#### SOAL:
Lanjutkan teks tentang cara menyibukkan diri dengan aktivitas yang bermanfaat, mulai dari bagian terakhir yang tertera.

#### POTONGAN DOKUMEN:
>>>

Disetiap pertemuan yang
berlalu tentu ada rindu yang membekas, sulit memang tapi itulah hidup. Tiap
langkah kaki yang kita jalani hanya akan memberikan kenangan. Bagusnya, kita
diberikan pilihan akankah menjadikan ia sebagai kenangan manis ataupun kenangan
pahit. Mungkin saat ini kita masih dibayang-bayangi oleh begitu gemerlapnya
kebiasaan sebelumnya hingga masih sulit untuk beradaptasi dengan lingkungan
yang baru, belum mampu untuk menyibukkan diri. Mungkin masih sulit bagi
sebagian dari kita untuk berhijrah dari aktivitas rutinitas yang sebelumnya
tidak ada manfaatnya sama sekali ke aktivitas yang dapat memberikan
kebermanfaatan bagi diri, masyarakat, dan agama. Pertanyaan yang kemudian
timbul ialah: “bagaimana cara kita melakukan aktivitas yang bermanfaat?
Bagaimana cara menyibukkan diri?”
Sebelum menjawab
pertanyaannya, satu hal yang perlu untuk kita ketahui bahwa perbuatan yang kita
lakukan dinilai benar bukan dari segi kuantitas (jumlahnya), akan tetapi
dilandasi oleh apa yang kita percayai saat ini, Al-Qur’an dan As-Sunnah. Jika
peribahasa latin mengatakan Vox populi
vox dei (suara rakyat adalah suara Tuhan), maka Al-Qur’an mengingatkan
kita, Jika kamu mengikuti ‘kebanyakan’ orang yang di muka bumi ini, niscaya mereka akan
menyesatkanmu dari jalan Allah. Mereka tidak lain hanyalah mengikuti
persangkaan belaka, dan mereka tidak lain hanyalah berdusta (terhadap Allah). (Q.S.

<<<

#### BAHAN YANG DIBERIKAN:

>>>

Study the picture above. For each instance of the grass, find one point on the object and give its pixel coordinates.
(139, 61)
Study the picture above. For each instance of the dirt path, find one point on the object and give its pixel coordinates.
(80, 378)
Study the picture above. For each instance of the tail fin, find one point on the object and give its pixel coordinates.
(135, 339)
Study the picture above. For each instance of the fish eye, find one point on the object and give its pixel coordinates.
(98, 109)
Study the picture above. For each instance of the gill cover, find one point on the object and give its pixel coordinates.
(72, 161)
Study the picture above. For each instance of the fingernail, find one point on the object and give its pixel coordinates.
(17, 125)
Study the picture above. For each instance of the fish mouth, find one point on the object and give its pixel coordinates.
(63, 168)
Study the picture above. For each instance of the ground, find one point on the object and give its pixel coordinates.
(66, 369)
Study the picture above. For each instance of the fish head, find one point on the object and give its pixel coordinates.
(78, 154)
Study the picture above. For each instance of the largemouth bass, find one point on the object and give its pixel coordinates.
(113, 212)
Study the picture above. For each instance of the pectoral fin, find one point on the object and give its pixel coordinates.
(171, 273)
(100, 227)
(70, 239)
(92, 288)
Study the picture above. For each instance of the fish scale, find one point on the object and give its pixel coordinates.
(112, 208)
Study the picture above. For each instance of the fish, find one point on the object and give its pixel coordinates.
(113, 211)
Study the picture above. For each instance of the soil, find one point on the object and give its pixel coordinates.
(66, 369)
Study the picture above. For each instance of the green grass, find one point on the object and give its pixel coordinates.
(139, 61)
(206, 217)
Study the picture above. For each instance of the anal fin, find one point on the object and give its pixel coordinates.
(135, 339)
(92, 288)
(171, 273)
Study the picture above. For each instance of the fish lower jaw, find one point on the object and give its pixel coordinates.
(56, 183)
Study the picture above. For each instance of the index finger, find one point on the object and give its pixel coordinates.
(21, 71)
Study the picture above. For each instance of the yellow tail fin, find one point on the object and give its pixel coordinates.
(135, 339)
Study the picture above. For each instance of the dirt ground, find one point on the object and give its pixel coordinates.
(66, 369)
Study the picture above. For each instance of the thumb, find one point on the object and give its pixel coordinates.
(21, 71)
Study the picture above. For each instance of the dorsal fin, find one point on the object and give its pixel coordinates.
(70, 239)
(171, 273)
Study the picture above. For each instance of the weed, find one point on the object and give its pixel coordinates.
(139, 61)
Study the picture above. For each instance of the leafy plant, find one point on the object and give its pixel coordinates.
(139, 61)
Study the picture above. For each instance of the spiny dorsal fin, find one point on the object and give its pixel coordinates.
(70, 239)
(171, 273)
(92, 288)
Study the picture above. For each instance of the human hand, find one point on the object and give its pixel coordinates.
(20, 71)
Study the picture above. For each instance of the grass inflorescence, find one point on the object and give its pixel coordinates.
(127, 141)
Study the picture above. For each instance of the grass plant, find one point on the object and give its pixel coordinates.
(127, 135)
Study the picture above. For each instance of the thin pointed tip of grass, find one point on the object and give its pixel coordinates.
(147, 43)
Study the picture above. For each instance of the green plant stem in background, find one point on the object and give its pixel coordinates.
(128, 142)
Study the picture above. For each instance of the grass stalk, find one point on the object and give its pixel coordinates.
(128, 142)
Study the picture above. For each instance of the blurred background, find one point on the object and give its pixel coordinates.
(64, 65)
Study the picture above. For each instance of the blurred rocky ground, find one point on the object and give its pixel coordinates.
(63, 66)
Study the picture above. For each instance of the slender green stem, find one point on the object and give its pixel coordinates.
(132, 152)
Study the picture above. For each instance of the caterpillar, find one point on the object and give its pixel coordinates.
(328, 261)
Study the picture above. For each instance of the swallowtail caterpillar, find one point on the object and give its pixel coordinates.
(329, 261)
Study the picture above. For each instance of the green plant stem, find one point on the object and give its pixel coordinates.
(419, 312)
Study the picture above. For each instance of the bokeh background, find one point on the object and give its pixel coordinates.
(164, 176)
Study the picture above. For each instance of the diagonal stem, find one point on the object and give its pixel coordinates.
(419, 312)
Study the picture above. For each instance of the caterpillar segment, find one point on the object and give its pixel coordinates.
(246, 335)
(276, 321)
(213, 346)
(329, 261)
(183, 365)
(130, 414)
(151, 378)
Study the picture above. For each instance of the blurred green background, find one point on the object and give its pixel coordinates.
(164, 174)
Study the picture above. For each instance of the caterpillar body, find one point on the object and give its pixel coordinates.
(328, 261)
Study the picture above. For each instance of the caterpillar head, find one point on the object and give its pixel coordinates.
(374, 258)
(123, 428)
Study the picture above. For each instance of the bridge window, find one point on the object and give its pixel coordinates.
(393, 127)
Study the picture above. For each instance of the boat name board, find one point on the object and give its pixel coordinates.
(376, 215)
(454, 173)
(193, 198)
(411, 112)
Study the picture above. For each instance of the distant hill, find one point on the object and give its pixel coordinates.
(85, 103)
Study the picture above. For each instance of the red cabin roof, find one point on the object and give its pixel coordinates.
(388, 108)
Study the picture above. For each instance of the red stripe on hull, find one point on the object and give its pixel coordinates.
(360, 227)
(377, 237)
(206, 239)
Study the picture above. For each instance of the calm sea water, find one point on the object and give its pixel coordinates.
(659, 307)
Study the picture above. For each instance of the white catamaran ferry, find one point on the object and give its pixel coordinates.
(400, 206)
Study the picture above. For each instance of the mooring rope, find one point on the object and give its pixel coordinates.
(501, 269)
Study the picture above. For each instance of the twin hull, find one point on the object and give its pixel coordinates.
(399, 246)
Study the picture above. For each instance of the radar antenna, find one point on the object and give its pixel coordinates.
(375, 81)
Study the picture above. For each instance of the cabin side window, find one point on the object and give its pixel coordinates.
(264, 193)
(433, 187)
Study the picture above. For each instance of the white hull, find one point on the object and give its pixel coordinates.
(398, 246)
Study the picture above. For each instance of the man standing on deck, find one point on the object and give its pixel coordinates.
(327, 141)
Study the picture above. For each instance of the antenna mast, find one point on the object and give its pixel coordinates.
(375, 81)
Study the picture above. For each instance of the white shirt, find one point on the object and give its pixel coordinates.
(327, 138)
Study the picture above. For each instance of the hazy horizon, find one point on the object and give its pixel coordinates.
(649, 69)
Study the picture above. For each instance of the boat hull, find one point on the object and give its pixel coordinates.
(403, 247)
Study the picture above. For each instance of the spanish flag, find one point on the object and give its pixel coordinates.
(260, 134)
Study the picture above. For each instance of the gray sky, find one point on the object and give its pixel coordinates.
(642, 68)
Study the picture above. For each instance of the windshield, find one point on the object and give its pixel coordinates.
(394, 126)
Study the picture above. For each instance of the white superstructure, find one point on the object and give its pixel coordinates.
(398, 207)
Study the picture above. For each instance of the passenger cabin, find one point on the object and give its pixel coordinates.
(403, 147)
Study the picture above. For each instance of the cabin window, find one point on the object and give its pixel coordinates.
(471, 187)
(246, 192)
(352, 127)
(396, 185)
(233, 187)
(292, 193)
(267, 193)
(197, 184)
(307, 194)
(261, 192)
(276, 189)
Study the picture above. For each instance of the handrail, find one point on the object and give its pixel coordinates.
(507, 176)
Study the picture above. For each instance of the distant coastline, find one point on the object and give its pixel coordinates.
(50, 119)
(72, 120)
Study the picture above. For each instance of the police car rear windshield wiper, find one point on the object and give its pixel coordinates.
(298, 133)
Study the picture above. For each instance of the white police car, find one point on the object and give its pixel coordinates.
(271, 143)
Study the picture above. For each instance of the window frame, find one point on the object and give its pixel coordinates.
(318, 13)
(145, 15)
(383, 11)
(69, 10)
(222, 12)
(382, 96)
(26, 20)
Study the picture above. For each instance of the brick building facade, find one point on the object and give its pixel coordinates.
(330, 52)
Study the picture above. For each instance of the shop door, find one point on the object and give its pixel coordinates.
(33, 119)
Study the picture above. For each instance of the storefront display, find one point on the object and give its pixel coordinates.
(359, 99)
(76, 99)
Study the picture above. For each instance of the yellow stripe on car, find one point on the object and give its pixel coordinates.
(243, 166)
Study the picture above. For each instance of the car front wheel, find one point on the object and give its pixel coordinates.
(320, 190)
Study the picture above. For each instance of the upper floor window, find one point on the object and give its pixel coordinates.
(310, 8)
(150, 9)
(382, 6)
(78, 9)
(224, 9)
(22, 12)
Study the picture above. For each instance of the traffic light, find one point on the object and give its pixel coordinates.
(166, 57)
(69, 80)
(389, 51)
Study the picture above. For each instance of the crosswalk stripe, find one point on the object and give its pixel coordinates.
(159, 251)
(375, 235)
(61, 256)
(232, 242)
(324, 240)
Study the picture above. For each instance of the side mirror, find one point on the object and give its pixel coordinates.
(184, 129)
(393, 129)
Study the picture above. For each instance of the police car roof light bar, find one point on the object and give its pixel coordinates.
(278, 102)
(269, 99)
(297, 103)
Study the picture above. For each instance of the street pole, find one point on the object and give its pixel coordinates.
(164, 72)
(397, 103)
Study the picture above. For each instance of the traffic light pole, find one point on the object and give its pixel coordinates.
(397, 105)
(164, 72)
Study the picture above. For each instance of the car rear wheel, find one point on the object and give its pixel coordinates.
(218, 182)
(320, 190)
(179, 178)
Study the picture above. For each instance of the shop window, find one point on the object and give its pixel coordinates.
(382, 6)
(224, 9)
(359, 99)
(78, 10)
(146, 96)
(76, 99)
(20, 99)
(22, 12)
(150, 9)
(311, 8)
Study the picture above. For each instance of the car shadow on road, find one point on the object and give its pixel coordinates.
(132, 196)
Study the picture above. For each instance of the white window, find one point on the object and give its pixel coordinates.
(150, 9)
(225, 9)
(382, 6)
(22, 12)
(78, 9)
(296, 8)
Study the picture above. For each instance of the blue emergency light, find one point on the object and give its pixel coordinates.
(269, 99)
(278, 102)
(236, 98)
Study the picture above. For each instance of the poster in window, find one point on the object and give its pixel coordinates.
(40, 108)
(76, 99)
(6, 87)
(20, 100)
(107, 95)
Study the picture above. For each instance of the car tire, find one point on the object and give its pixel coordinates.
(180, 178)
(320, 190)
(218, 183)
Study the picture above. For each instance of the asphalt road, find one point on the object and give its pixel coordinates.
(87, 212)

<<<

#### JAWABAN:
Al-An’am:116).1
Hijrah, jika kita artikan
menurut bahasa ialah meninggalkan. Sedangkan menurut syariat ialah berpindah
dari negeri syirik ke negeri Islam, atau dari negeri kemaksiatan ke negeri
istiqamah. Kita mesti sadar bahwa masa lalu yang kelam hanya tinggal kenangan
yang jika kita ratapi secara mendalam hanya akan menghambat diri ini untuk
berkembang lebih jauh. Apa yang seharusnya kita lakukan saat ini ialah berhijrah,
bagaimana perbuatan kita tidak terulang lagi seperti dulu, dan dampak
positifnya terasa. Nilai yang perlu untuk ditanamkan bagi diri ini agar menjadi
manusia dengan aktivitas yang bermanfaat dapat diperoleh dengan menghadirkan
kondisi dimana tujuan utama kita bukanlah di dunia, tetapi di akhirat kelak,
sehingga segala aktivitas yang kita lakukan semata-mata hanya atas apa yang
diridhoi oleh Allah Subhanahu wa Ta’ala.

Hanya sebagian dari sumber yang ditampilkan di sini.